--- Page extract ---

The 19th Century: Self-Expression

The French Academy of Fine Arts enjoyed special favors from the French government, and because of this connection it became part of the establishment (dominant institutions). During the 19th century artists in France fought against these institutions. In the early 19th century artists of the romantic movement (Romanticism), such as Eugène Delacroix, emphasized passionate expression. They often chose subjects that criticized the government, although their method of painting generally followed academic principles of composition and technique.

At mid-century Gustave Courbet and other French artists promoted their individuality: They not only chose subjects that the government might see as offensive, but also used techniques and compositions that went against academic teaching. Starting in the 1860s Édouard Manet and the painters who became known as impressionists (see Impressionism) broke away from the Academy and established alternatives to government-sponsored exhibitions and competitions. These alternatives eventually evolved into the modern commercial gallery system in which artists provide works to dealers who exhibit and sell the works to any buyer who can afford them.

The idea that artists should express their own subjective experience—what they personally feel about a theme or subject—became firmly established in the 19th century. Already in the 18th century some artists had reacted against the lack of feeling in most of the art of their time. The romantic movement continued this antiestablishment trend through its emphasis on passion, imagination, and escape from reality. Around the middle of the 19th century artists of the realist tradition (see Realism) reacted against the subjective expression of romanticism and demanded a return to depicting the actual appearance of things. This response led in the 1860s and 1870s to efforts by the impressionists to record light and color as we see them. Their interest in light and color provided a way for artists of the next generation to express what they felt—not what they saw—through even purer (unmixed), bolder colors (see Postimpressionism). The idea that art should be a form of self-expression has remained an important part of our definition of art to this day.

F

The 20th and 21st Centuries: New Media, New Art Forms

In the 20th and 21st centuries many trends have developed, including some that seek to destroy our definitions of art. Artists of the dada movement, which flourished in the early 20th century, created works and sponsored events that pointed out the absurdity of all definitions. One of the most famous dada works was exhibited in 1917 by French-born artist Marcel Duchamp: a urinal turned on its back, titled “Fountain,” and signed with a fictitious name (R. Mutt) that plays on the urinal manufacturer’s name (J. R. Mott) rather than Duchamp’s own name. Pop artists revived the dada spirit during the 1960s, with Jasper Johns’s painted flags and Andy Warhol’s painted soup can labels.

---

## Problems to solve
• a. In the art history passage, what fictitious name was signed on Duchamp's "Fountain"?
• b. Render this sentence from the art history passage into Spanish: "The idea that art should be a form of self-expression has remained an important part of our definition of art to this day."
• c. Please carry the art history passage forward, starting after its final sentence about pop artists.

--- Entries provided ---

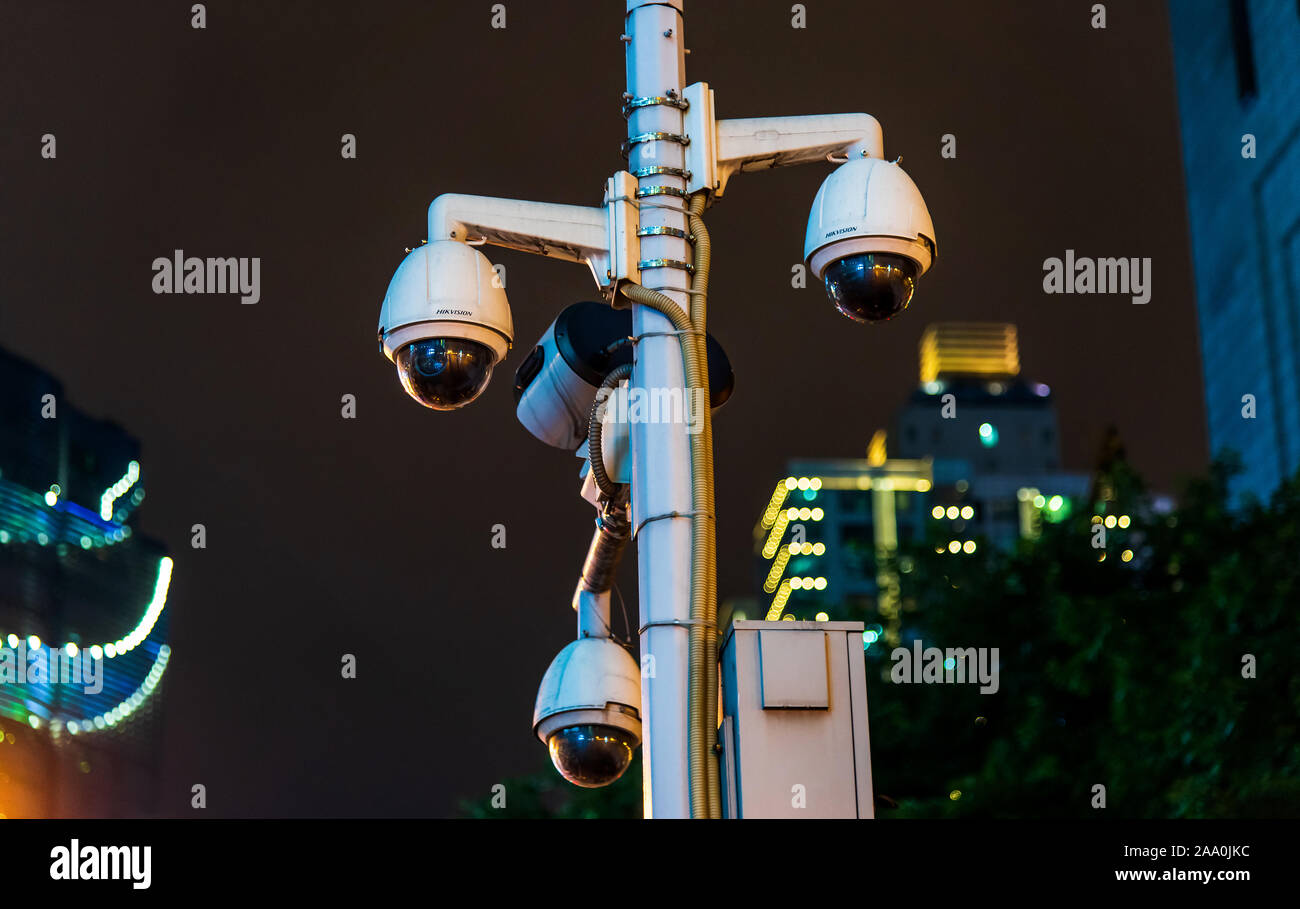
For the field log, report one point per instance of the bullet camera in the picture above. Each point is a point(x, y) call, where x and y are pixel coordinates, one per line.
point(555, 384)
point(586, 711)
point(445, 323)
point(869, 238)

---
--- Entries provided ---

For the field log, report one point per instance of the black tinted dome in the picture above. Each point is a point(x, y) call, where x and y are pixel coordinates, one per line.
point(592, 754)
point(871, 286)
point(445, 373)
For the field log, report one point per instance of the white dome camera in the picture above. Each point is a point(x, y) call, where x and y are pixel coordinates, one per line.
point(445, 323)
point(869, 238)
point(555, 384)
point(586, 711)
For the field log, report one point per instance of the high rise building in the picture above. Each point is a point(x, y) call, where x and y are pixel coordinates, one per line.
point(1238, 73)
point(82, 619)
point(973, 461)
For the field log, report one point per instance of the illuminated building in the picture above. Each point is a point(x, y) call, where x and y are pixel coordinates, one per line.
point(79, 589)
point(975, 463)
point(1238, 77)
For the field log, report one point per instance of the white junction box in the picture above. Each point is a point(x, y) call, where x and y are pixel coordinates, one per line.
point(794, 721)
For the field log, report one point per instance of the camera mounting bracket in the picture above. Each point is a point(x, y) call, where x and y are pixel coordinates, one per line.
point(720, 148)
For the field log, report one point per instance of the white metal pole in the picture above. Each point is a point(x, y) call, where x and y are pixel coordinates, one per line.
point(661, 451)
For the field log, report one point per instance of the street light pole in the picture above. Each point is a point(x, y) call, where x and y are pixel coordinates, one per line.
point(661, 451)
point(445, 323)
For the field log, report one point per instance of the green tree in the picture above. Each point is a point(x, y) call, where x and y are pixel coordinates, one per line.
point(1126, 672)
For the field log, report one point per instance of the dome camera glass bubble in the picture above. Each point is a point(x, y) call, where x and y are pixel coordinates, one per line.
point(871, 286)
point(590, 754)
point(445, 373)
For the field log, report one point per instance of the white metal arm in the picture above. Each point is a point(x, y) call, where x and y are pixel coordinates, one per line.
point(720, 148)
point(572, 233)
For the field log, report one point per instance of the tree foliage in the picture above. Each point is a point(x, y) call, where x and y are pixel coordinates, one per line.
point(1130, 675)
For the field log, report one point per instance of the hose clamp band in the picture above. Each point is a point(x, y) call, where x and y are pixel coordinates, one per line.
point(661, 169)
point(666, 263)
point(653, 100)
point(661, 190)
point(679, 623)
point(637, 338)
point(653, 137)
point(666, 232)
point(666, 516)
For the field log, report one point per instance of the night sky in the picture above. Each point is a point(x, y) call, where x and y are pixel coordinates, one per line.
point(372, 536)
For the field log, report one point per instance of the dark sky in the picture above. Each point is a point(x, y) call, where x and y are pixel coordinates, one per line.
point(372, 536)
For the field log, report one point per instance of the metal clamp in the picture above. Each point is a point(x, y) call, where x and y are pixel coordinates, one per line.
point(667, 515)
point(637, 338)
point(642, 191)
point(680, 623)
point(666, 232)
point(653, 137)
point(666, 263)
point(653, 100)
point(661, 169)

---
--- Entries provided ---

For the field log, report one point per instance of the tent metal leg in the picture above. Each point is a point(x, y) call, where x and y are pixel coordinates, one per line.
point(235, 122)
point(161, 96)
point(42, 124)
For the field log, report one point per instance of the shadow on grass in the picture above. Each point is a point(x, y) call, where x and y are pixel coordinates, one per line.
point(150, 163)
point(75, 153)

---

## Answers to each task
• a. R. Mutt

• b. La idea de que el arte debe ser una forma de autoexpresión ha seguido siendo una parte importante de nuestra definición del arte hasta el día de hoy.

• c.
Contemporary artists, aware of earlier traditions, can choose to work in traditional media (including painting, sculpture, printmaking, and now photography), combine media (collage and assemblage), or avoid the traditional categories entirely. For example, some artists create so-called environments that we can walk around or through. Others, such as Bulgarian-born Christo and American Robert Smithson, have rearranged the natural landscape in ways that cannot really be called architecture, landscape architecture, or sculpture. Art critics have coined the terms land art and earthworks for such endeavors. Still other artists have focused attention on the monetary value we give to what we call art, by creating works that cannot be sold, as some conceptual artists did in the last decades of the 20th century (see Conceptual Art). Artists today can ignore the line that the academies drew to separate fine art from craft, or they can affirm essential differences between one art form and another according to their beliefs.

IV

Art in Non-Western Societies

The definitions and developments in the Historical Views of Art section of this article apply to the Western tradition—the visual arts of western Europe and the Americas after European settlement. Yet every human culture has its own tradition of art, as rich and complex as the Western tradition. At many times in the past, non-Western art has influenced European artists, and at times this influence has changed the course of Western art. Pablo Picasso’s fascination with African sculpture in the early 20th century, for example, contributed to a simplification of form in 20th-century art. Only since the 1970s, however, have textbooks presented non-Western traditions to beginning art history students while mainstream museum exhibitions have exposed the general public to these works.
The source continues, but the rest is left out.